* **WORK TO BE COMPLETED**
How many lines in the records below contain the word "facade"? Reply with the number alone.

* **RECORDS FOR THIS TASK**
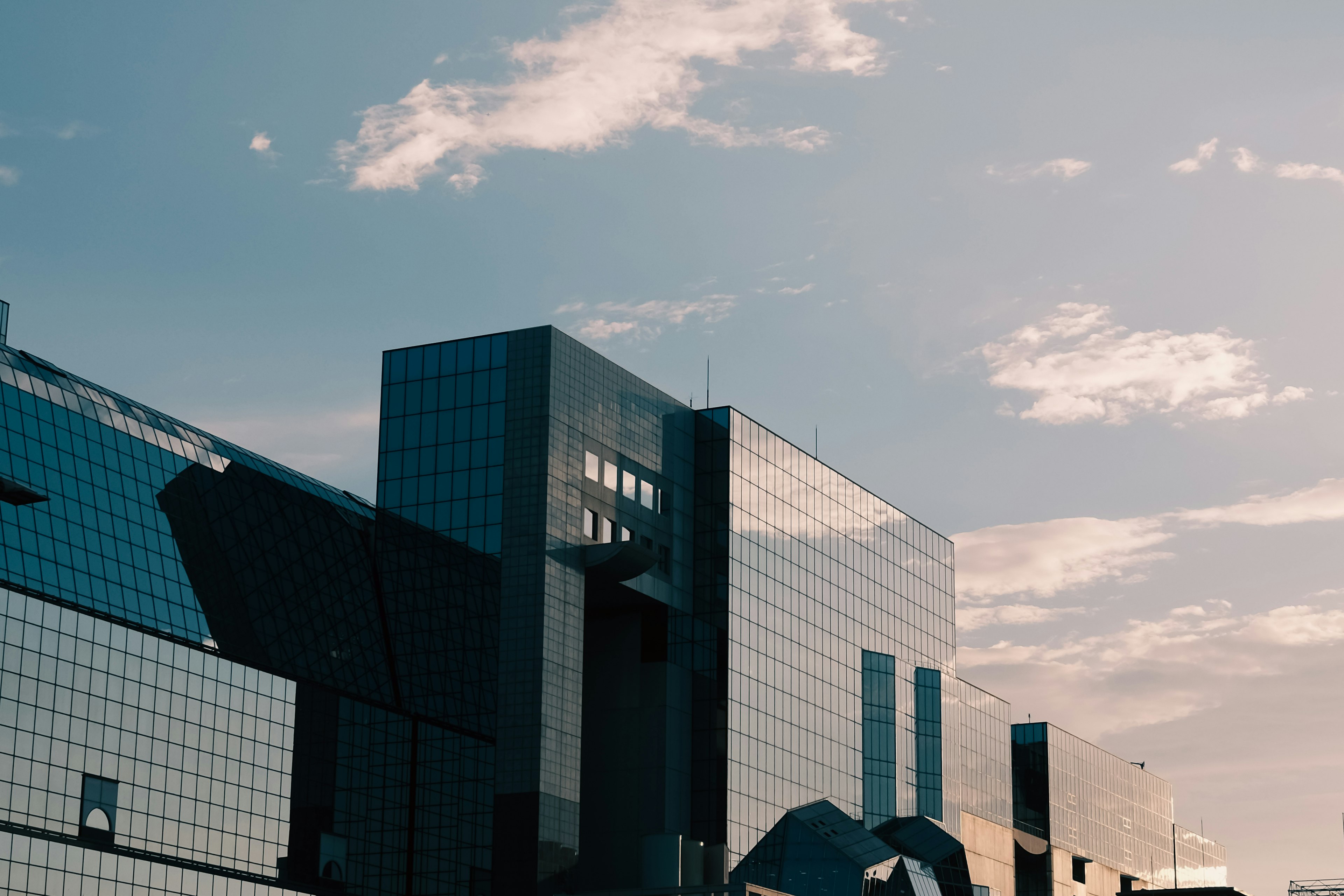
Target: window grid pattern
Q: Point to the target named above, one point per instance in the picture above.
(880, 738)
(34, 867)
(101, 458)
(929, 743)
(984, 726)
(201, 746)
(441, 441)
(819, 572)
(1109, 811)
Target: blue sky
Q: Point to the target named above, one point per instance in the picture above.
(991, 252)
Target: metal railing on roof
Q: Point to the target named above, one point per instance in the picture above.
(1330, 887)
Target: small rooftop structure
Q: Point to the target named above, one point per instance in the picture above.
(819, 851)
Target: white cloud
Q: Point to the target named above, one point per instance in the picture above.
(1010, 614)
(632, 66)
(1246, 162)
(327, 444)
(1320, 503)
(1056, 555)
(643, 320)
(1080, 366)
(77, 130)
(1197, 162)
(1062, 168)
(1148, 672)
(1297, 171)
(598, 328)
(261, 146)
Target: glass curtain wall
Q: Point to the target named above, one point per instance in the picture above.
(818, 572)
(441, 441)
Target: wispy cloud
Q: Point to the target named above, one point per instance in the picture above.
(1154, 671)
(644, 320)
(1245, 160)
(1080, 367)
(1011, 614)
(1320, 503)
(1248, 162)
(1297, 171)
(326, 444)
(77, 130)
(632, 66)
(1043, 559)
(1197, 162)
(261, 146)
(1056, 555)
(1062, 168)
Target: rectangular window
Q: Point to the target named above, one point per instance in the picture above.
(880, 738)
(929, 743)
(99, 809)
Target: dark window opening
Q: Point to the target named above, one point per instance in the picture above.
(929, 743)
(99, 809)
(18, 495)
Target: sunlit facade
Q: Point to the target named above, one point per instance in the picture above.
(587, 637)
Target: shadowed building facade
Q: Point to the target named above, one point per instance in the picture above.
(585, 639)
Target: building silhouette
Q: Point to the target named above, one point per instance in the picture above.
(587, 639)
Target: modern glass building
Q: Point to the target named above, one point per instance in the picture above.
(1085, 816)
(585, 639)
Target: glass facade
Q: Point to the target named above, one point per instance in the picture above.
(198, 749)
(218, 675)
(100, 540)
(252, 676)
(810, 570)
(441, 439)
(1096, 805)
(880, 738)
(987, 770)
(929, 743)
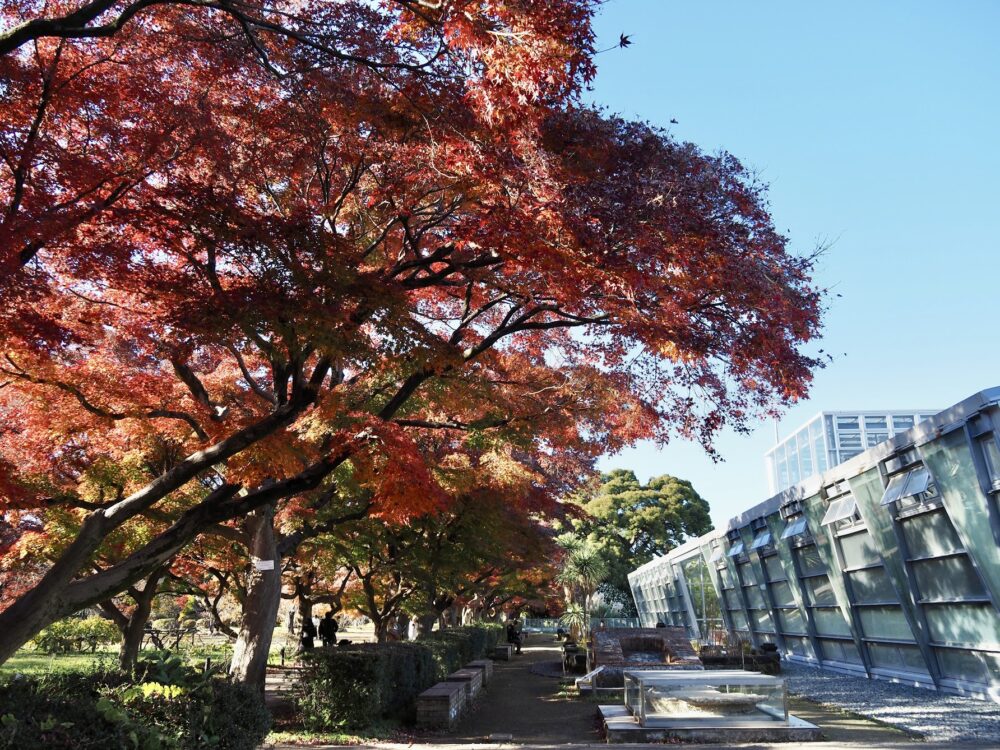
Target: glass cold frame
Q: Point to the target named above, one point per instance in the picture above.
(716, 698)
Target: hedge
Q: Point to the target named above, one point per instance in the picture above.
(108, 710)
(75, 634)
(353, 687)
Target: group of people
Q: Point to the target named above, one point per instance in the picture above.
(328, 628)
(514, 633)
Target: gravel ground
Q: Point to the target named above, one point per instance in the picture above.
(935, 716)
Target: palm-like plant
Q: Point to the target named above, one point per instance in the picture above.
(583, 570)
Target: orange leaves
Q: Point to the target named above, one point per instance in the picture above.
(392, 466)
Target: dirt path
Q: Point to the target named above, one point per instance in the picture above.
(527, 706)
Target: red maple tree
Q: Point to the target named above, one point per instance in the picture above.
(313, 262)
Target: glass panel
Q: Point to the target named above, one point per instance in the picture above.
(930, 534)
(830, 621)
(918, 481)
(804, 454)
(773, 567)
(809, 560)
(901, 423)
(819, 590)
(839, 510)
(894, 489)
(762, 620)
(791, 621)
(947, 578)
(974, 624)
(872, 585)
(794, 527)
(818, 444)
(849, 440)
(727, 578)
(739, 619)
(903, 658)
(885, 622)
(782, 594)
(858, 550)
(761, 540)
(874, 438)
(754, 597)
(747, 574)
(991, 456)
(782, 468)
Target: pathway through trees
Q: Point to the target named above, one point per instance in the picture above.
(528, 706)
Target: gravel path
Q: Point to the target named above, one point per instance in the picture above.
(935, 716)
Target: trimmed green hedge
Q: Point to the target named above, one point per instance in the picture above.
(352, 687)
(76, 634)
(107, 710)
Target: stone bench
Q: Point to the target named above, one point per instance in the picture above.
(471, 678)
(441, 705)
(483, 665)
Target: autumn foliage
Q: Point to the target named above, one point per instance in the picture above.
(253, 259)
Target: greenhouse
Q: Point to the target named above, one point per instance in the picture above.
(886, 565)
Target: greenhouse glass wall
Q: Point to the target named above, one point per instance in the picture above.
(887, 565)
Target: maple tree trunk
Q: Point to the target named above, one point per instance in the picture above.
(128, 654)
(305, 610)
(425, 623)
(260, 609)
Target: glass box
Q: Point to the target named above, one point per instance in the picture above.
(715, 698)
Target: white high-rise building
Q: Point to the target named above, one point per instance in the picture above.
(832, 437)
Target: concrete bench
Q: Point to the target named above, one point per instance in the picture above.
(483, 665)
(471, 678)
(441, 705)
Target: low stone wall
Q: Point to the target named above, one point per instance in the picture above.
(660, 648)
(441, 706)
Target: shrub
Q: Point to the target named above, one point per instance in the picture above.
(341, 689)
(352, 687)
(107, 710)
(74, 634)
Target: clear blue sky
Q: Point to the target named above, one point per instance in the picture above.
(877, 126)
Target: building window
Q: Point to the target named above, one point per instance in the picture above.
(795, 527)
(841, 509)
(991, 457)
(902, 423)
(912, 483)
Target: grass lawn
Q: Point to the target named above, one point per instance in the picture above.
(35, 662)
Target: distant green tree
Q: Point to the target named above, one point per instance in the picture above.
(631, 523)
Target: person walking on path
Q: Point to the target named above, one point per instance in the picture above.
(513, 636)
(306, 640)
(328, 630)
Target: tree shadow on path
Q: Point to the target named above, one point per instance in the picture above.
(527, 706)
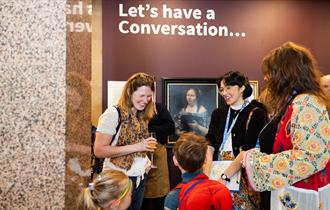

* **RESPONSE**
3